Tugas Anda -> Masukkan baris-baris data di bawah ke dalam daftar JSON berisi string, satu string untuk setiap baris, tanpa baris kosong. Mulailah dari baris yang memuat "like [(270, 168)].", lalu berhenti setelah baris yang memuat "[(96, 210), (248, 187)]".

Data untuk Tugas ->
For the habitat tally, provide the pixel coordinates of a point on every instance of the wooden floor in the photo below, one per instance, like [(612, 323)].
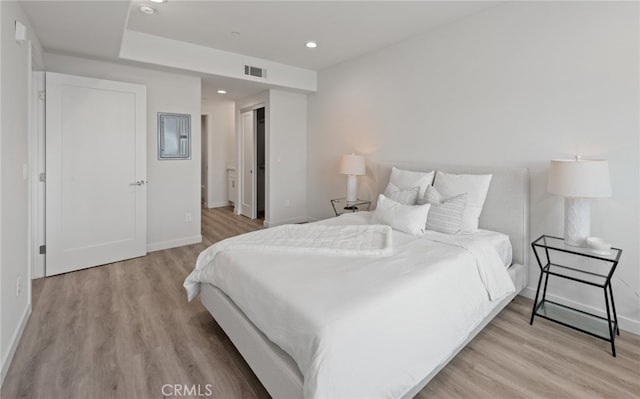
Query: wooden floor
[(124, 330)]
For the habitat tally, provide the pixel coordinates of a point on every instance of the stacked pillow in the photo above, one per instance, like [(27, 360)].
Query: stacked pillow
[(453, 202)]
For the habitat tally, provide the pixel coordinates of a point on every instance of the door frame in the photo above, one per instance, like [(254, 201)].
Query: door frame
[(205, 139), (239, 166), (36, 157), (100, 253), (250, 211)]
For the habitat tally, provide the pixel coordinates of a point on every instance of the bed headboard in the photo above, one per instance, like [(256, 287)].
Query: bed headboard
[(506, 209)]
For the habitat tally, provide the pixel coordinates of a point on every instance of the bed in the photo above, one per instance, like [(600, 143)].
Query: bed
[(505, 211)]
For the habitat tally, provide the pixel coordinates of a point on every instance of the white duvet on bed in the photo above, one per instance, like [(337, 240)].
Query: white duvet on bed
[(365, 327)]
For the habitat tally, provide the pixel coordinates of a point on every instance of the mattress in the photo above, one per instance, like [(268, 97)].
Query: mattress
[(499, 241), (327, 314), (276, 370)]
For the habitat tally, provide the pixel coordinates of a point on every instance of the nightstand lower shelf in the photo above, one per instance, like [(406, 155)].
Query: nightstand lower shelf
[(587, 323)]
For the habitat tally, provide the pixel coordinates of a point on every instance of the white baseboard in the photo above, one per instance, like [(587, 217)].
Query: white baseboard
[(218, 204), (627, 324), (158, 246), (274, 223), (15, 340)]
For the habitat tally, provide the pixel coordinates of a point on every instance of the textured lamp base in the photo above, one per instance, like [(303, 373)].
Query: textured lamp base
[(577, 221), (352, 188)]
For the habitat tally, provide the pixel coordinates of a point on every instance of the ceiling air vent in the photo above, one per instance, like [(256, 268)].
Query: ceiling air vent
[(255, 71)]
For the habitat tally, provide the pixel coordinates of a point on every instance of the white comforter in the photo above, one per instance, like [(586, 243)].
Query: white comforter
[(363, 327)]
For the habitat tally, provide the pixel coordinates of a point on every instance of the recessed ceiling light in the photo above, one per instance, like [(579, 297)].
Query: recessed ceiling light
[(147, 10)]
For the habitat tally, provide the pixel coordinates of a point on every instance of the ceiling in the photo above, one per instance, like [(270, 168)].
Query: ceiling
[(272, 30)]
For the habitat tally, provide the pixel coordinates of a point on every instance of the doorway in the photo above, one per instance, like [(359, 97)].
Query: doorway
[(253, 163), (260, 161), (204, 160), (96, 199)]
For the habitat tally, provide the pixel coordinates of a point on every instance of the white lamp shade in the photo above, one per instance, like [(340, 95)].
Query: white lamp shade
[(352, 165), (579, 178)]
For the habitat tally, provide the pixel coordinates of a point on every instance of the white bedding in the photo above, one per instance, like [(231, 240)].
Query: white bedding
[(364, 327), (317, 239)]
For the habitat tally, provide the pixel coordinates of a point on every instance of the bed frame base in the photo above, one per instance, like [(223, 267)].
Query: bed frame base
[(277, 371)]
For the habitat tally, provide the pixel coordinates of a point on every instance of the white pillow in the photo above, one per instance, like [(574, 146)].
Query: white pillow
[(407, 196), (446, 213), (406, 179), (410, 219), (476, 187)]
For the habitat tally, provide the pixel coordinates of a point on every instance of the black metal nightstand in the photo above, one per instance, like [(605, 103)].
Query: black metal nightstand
[(341, 205), (597, 273)]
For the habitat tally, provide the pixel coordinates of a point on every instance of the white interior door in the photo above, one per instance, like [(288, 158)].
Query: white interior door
[(96, 210), (248, 187)]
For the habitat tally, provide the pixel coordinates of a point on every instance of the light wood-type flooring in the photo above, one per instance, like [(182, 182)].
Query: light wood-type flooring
[(124, 330)]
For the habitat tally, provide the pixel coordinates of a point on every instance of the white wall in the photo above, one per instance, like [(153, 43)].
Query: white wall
[(221, 134), (174, 185), (518, 84), (286, 154), (15, 74)]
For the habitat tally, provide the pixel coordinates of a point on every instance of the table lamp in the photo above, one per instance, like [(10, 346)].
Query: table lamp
[(352, 166), (578, 180)]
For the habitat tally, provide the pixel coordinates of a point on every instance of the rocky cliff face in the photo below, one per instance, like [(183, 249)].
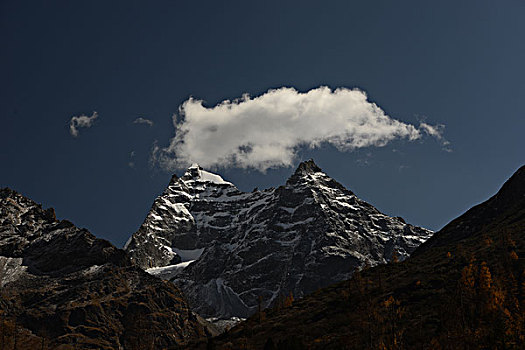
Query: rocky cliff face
[(61, 286), (226, 248)]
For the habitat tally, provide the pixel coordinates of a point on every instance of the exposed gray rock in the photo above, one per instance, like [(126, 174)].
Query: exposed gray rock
[(296, 238), (59, 285)]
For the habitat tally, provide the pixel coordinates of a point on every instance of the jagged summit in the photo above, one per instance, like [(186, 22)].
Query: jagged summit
[(307, 167), (225, 247), (61, 285)]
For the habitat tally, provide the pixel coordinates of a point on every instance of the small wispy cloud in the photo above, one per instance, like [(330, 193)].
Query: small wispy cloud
[(141, 120), (436, 131), (268, 130), (82, 121)]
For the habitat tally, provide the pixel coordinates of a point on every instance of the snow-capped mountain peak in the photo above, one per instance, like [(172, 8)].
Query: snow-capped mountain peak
[(304, 235), (196, 174)]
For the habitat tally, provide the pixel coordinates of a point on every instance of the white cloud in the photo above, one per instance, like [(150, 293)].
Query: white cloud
[(82, 121), (141, 120), (266, 131)]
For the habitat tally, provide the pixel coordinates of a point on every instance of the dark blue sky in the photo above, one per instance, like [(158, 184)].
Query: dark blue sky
[(458, 63)]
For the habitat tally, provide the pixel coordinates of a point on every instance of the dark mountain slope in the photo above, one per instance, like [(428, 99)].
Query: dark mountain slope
[(465, 290), (509, 199), (60, 287)]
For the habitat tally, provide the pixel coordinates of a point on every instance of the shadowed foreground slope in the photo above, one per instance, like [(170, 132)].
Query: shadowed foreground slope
[(464, 289), (62, 288)]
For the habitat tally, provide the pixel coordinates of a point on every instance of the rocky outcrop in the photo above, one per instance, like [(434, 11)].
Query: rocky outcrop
[(62, 287), (226, 248)]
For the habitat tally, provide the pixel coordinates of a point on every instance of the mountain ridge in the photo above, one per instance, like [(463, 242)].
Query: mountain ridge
[(295, 238), (61, 287)]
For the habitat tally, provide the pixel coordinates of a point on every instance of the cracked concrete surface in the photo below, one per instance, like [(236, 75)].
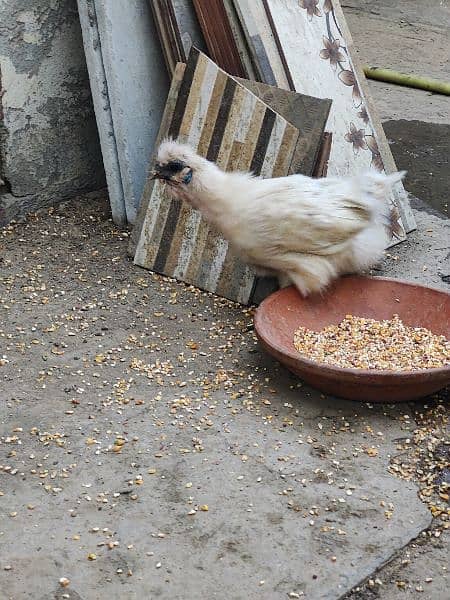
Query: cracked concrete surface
[(150, 449), (286, 499)]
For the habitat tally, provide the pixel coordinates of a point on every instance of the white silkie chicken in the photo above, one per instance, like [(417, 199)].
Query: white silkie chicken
[(306, 231)]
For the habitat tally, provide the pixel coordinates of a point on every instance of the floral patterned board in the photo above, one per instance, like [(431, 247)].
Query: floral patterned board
[(317, 50)]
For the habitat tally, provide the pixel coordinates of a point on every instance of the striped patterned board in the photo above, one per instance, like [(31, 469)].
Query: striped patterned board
[(229, 125)]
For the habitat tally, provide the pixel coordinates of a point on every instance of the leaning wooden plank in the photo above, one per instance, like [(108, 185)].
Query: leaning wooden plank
[(102, 108), (323, 157), (308, 115), (240, 40), (187, 27), (219, 37), (228, 124), (163, 26), (162, 133), (137, 86), (319, 55), (262, 44)]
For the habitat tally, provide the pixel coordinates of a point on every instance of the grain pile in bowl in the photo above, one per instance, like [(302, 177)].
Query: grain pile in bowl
[(360, 343)]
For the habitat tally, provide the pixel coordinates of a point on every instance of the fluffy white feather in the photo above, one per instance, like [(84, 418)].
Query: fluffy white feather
[(307, 231)]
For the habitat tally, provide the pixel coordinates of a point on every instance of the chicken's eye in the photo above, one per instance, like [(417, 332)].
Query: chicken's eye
[(174, 166)]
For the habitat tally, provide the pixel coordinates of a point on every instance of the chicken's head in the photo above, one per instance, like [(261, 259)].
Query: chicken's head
[(176, 163)]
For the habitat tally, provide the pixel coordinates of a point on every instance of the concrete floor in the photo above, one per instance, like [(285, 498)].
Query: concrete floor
[(410, 36), (149, 449)]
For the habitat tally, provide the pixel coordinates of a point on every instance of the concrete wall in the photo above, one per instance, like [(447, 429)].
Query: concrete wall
[(49, 148)]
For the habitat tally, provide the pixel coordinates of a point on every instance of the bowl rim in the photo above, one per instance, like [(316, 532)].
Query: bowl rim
[(335, 370)]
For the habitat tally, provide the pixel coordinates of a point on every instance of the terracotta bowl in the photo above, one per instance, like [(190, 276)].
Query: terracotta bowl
[(283, 312)]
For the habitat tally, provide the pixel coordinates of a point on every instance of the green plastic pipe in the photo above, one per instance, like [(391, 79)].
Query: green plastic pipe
[(422, 83)]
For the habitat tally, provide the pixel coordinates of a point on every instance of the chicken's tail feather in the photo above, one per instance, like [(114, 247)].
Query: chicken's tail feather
[(374, 189)]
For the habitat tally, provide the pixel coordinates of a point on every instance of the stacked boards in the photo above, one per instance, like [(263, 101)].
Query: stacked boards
[(239, 125)]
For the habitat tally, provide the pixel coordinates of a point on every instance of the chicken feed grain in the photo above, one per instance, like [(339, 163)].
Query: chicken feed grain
[(361, 343)]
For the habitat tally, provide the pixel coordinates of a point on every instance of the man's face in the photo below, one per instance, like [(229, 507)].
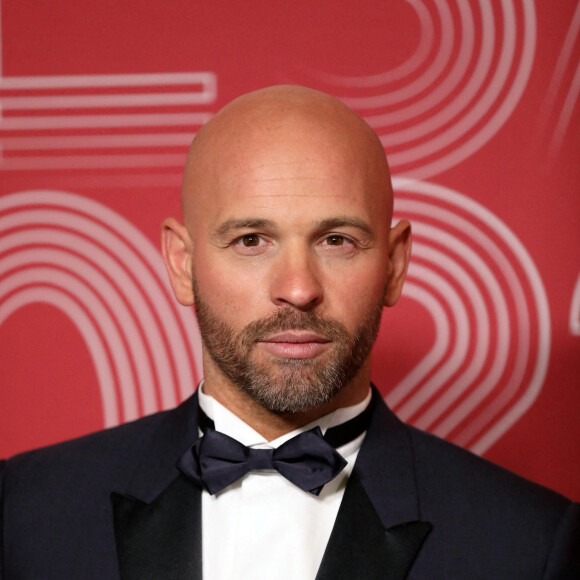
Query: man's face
[(289, 265)]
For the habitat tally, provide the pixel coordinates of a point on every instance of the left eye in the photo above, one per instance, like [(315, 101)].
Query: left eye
[(250, 240), (335, 240)]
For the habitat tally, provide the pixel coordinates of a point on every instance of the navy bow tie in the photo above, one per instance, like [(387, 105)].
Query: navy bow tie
[(308, 460)]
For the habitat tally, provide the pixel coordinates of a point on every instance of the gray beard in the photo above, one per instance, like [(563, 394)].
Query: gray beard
[(288, 385)]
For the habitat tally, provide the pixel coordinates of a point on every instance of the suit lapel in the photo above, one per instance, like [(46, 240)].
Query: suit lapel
[(160, 539), (378, 532), (360, 547), (157, 517)]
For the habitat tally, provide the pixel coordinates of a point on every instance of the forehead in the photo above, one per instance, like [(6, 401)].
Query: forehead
[(289, 174)]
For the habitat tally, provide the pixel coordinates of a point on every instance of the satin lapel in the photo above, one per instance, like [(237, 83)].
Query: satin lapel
[(157, 516), (161, 539), (360, 547)]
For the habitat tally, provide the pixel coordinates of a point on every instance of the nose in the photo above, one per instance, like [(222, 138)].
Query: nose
[(296, 280)]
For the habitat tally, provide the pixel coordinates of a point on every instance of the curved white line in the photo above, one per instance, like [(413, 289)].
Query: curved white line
[(459, 347), (503, 112), (96, 141), (534, 385), (575, 310), (187, 120), (132, 292), (51, 162), (566, 113), (179, 326), (561, 65), (459, 103), (436, 96), (123, 299), (86, 329), (480, 336), (459, 248), (421, 84), (33, 275), (208, 79), (522, 319), (442, 333)]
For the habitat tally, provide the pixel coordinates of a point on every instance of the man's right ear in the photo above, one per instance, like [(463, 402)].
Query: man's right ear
[(177, 248)]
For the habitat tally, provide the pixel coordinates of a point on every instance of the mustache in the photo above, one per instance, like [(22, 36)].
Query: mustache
[(290, 319)]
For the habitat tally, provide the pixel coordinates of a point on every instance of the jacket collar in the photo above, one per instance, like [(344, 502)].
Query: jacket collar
[(378, 529)]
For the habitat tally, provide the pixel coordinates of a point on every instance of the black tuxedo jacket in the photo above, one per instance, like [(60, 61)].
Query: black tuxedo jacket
[(113, 505)]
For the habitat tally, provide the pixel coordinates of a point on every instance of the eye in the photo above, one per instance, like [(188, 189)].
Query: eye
[(250, 240), (250, 244), (335, 240)]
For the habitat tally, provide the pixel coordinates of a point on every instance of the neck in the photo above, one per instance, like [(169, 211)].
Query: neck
[(273, 425)]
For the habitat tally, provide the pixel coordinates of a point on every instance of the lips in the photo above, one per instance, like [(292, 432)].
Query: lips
[(295, 344)]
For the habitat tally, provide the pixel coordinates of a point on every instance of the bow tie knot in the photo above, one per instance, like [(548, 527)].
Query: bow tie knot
[(217, 460), (309, 460)]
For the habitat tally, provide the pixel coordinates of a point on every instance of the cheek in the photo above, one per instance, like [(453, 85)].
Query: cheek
[(231, 292)]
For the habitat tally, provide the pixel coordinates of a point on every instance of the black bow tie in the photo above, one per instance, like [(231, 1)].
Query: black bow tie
[(308, 460)]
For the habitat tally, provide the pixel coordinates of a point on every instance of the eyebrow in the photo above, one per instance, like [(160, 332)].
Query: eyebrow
[(342, 221), (321, 225), (244, 223)]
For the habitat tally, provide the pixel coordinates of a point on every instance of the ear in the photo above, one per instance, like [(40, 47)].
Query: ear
[(176, 247), (399, 255)]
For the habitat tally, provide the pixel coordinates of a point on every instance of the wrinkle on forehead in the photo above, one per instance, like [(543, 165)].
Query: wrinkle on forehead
[(288, 126)]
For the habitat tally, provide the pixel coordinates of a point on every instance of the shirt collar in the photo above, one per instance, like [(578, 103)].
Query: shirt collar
[(227, 422)]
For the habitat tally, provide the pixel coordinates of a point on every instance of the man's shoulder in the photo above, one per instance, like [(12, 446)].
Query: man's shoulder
[(446, 470)]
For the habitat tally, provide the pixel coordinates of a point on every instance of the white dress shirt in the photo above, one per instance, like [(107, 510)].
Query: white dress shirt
[(263, 526)]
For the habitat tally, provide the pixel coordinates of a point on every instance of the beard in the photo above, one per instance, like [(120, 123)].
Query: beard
[(288, 385)]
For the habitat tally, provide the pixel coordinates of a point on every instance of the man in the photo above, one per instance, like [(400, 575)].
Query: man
[(286, 463)]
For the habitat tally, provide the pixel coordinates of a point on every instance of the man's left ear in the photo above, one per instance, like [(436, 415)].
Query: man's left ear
[(399, 255)]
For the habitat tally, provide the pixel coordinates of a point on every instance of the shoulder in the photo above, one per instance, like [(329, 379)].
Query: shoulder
[(442, 467), (479, 504)]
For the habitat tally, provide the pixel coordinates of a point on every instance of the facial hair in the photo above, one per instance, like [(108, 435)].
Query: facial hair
[(288, 385)]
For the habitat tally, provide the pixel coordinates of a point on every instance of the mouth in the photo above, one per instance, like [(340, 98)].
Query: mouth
[(295, 344)]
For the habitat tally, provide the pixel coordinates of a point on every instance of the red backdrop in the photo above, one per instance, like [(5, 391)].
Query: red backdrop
[(476, 104)]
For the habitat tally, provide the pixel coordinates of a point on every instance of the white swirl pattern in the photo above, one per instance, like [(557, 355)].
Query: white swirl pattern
[(98, 269), (477, 380), (466, 92)]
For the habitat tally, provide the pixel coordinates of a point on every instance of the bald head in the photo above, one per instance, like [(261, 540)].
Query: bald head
[(287, 253), (282, 119)]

Jawaban Tugas ->
[
  "For the habitat tally, provide the pixel coordinates of a point on every instance of the ceiling in the photo above, one per instance, like [(270, 168)].",
  "Query: ceiling",
  "[(272, 30)]",
  "For the habitat tally, provide the pixel coordinates of a point on every instance of the doorway in the photo above, one per instance, like [(359, 97)].",
  "Query: doorway",
  "[(253, 163), (260, 161), (204, 160), (96, 199)]",
  "For the habitat tally, provide the pixel coordinates of a point on every instance of the white lamp shade in the photo above, one per instance, like [(340, 95)].",
  "Query: white lamp shade",
  "[(352, 165), (579, 178)]",
  "For the habitat tally, provide the pixel coordinates of a point on every instance of the white bedding in the photo above, one per instance, like [(231, 240)].",
  "Query: white bedding",
  "[(364, 327), (317, 239)]",
  "For the habitat tally, provide the pixel coordinates of a point on every instance of the bed frame base in the photo above, one per instance, like [(223, 267)].",
  "Query: bed frame base",
  "[(277, 371)]",
  "For the habitat tally, provide the pixel coordinates of a point on every instance of the white pillow in the photo above, one per instance, like [(574, 146)].",
  "Query: white pillow",
  "[(407, 196), (446, 213), (406, 179), (410, 219), (476, 187)]",
  "For the habitat tally, provide the pixel coordinates of a point on every instance of the black metal nightstand in the photo above, one per instance, like [(605, 103)].",
  "Query: black metal nightstand",
  "[(341, 205), (597, 273)]",
  "For the habitat tally, provide the pixel coordinates of a point on every instance of the white interior door in the photo above, one per instance, like [(288, 158)].",
  "Query: white interior door",
  "[(96, 210), (248, 187)]"
]